#### [INPUT RECORDS]
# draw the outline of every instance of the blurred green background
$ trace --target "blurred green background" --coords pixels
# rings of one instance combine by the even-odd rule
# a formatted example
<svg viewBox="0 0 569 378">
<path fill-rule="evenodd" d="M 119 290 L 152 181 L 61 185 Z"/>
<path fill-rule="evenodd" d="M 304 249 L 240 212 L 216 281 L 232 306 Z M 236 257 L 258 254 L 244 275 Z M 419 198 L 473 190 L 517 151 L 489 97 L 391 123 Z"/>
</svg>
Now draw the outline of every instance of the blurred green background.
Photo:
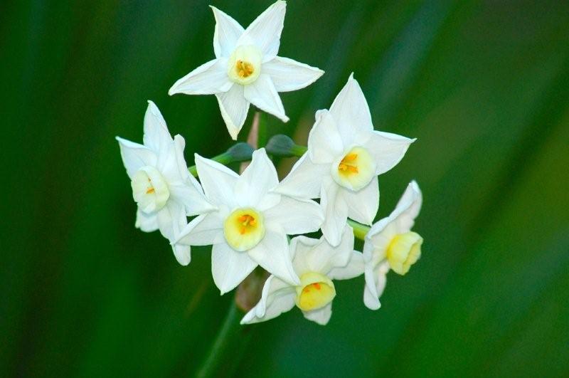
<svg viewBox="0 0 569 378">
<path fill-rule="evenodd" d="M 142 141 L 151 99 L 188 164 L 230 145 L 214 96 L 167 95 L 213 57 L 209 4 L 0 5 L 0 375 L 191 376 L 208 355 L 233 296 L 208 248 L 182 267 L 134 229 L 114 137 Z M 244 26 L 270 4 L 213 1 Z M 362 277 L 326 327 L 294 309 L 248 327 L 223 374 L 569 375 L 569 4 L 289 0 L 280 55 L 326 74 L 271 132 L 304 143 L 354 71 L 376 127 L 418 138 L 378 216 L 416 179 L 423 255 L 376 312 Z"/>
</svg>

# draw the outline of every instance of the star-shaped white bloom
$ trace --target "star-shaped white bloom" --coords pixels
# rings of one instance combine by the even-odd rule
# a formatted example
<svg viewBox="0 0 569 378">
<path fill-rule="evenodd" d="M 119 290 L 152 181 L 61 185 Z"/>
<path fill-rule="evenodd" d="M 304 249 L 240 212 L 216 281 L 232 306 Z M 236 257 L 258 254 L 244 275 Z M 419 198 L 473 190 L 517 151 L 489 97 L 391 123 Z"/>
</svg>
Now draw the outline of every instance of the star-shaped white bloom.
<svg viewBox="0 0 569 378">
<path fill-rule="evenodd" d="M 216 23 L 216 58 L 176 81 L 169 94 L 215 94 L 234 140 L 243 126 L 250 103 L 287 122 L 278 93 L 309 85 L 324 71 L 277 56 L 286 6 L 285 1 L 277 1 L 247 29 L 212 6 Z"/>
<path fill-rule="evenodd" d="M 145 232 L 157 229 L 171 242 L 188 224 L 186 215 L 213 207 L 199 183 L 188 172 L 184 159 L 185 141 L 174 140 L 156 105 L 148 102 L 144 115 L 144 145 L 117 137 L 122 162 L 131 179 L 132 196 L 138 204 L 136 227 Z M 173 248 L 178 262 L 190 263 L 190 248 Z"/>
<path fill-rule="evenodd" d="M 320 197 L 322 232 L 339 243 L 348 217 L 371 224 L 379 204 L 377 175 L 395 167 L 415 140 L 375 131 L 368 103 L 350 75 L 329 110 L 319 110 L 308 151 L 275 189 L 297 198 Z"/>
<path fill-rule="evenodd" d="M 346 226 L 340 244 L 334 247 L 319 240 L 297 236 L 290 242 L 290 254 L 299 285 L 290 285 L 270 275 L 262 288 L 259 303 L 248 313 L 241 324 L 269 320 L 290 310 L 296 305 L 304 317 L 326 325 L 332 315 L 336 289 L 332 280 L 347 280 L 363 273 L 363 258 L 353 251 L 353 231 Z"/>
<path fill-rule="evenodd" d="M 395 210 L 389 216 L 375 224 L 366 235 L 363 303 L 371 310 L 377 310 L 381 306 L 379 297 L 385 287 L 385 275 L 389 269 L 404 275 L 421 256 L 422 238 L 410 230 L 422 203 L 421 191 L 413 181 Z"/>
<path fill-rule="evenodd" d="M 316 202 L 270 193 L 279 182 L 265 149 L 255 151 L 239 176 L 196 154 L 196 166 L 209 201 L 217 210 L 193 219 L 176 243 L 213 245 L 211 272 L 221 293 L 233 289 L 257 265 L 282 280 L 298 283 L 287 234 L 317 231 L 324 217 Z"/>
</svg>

#### [GOAL]
Rewrite all of the data above, replacing "formatted example" with "sample output" and leaving everything else unchanged. Leave the pictures out.

#### [ANSWER BELOW]
# draw the outline of every instance of the blurred green background
$ trace --target "blurred green background" --coords pixels
# rings of one instance combine by the even-odd rule
# a sample output
<svg viewBox="0 0 569 378">
<path fill-rule="evenodd" d="M 119 290 L 152 181 L 61 185 Z"/>
<path fill-rule="evenodd" d="M 304 249 L 240 212 L 216 281 L 232 306 Z M 236 257 L 258 254 L 244 275 Z M 419 198 L 473 190 L 517 151 L 489 97 L 391 123 Z"/>
</svg>
Now draw the outline of every instance of the blurred green background.
Photo:
<svg viewBox="0 0 569 378">
<path fill-rule="evenodd" d="M 142 141 L 151 99 L 188 164 L 230 145 L 214 96 L 167 95 L 213 57 L 209 4 L 0 5 L 0 375 L 191 376 L 208 355 L 233 296 L 208 248 L 182 267 L 134 229 L 114 137 Z M 244 26 L 270 4 L 213 1 Z M 362 277 L 326 327 L 294 309 L 248 327 L 223 374 L 569 375 L 569 4 L 289 0 L 280 55 L 326 74 L 271 132 L 304 143 L 354 71 L 376 127 L 418 138 L 378 216 L 416 179 L 423 255 L 376 312 Z"/>
</svg>

# draw the outline of every instance of the star-shaped white bloom
$ trace --target "star-shaped white bloom" --coords pixels
# rings of one instance combine by the even-odd rule
# a sample output
<svg viewBox="0 0 569 378">
<path fill-rule="evenodd" d="M 119 290 L 152 181 L 61 185 Z"/>
<path fill-rule="evenodd" d="M 304 249 L 240 212 L 216 281 L 232 306 Z M 236 257 L 258 254 L 244 275 Z M 419 198 L 473 190 L 517 151 L 489 97 L 391 123 Z"/>
</svg>
Now draw the outline of every instance of the star-shaped white bloom.
<svg viewBox="0 0 569 378">
<path fill-rule="evenodd" d="M 216 23 L 216 58 L 176 81 L 169 94 L 215 94 L 234 140 L 243 126 L 250 103 L 287 122 L 278 93 L 309 85 L 324 71 L 277 56 L 286 6 L 285 1 L 277 1 L 247 29 L 212 6 Z"/>
<path fill-rule="evenodd" d="M 145 232 L 157 229 L 171 242 L 188 224 L 186 215 L 213 207 L 199 183 L 188 172 L 184 159 L 185 141 L 174 140 L 156 105 L 148 102 L 144 115 L 144 145 L 117 137 L 122 162 L 131 179 L 132 196 L 138 204 L 136 227 Z M 173 248 L 178 262 L 190 263 L 190 248 Z"/>
<path fill-rule="evenodd" d="M 320 197 L 322 232 L 339 243 L 348 217 L 371 224 L 379 204 L 377 175 L 395 167 L 415 140 L 375 131 L 368 103 L 350 75 L 329 110 L 319 110 L 308 151 L 275 189 L 297 198 Z"/>
<path fill-rule="evenodd" d="M 346 226 L 340 244 L 334 247 L 319 240 L 297 236 L 290 242 L 290 254 L 299 285 L 290 285 L 270 275 L 262 288 L 259 303 L 248 313 L 241 324 L 269 320 L 290 310 L 296 305 L 304 317 L 326 325 L 332 315 L 336 289 L 332 280 L 347 280 L 363 273 L 363 258 L 353 251 L 353 231 Z"/>
<path fill-rule="evenodd" d="M 395 210 L 389 216 L 375 224 L 366 235 L 363 303 L 371 310 L 377 310 L 381 306 L 379 297 L 385 287 L 385 275 L 389 269 L 404 275 L 421 256 L 422 238 L 410 230 L 422 203 L 421 191 L 413 181 Z"/>
<path fill-rule="evenodd" d="M 316 202 L 270 193 L 279 182 L 265 149 L 255 151 L 239 176 L 196 154 L 196 166 L 209 201 L 217 210 L 193 219 L 176 243 L 213 245 L 211 272 L 221 293 L 233 289 L 257 265 L 282 280 L 298 283 L 287 234 L 317 231 L 324 217 Z"/>
</svg>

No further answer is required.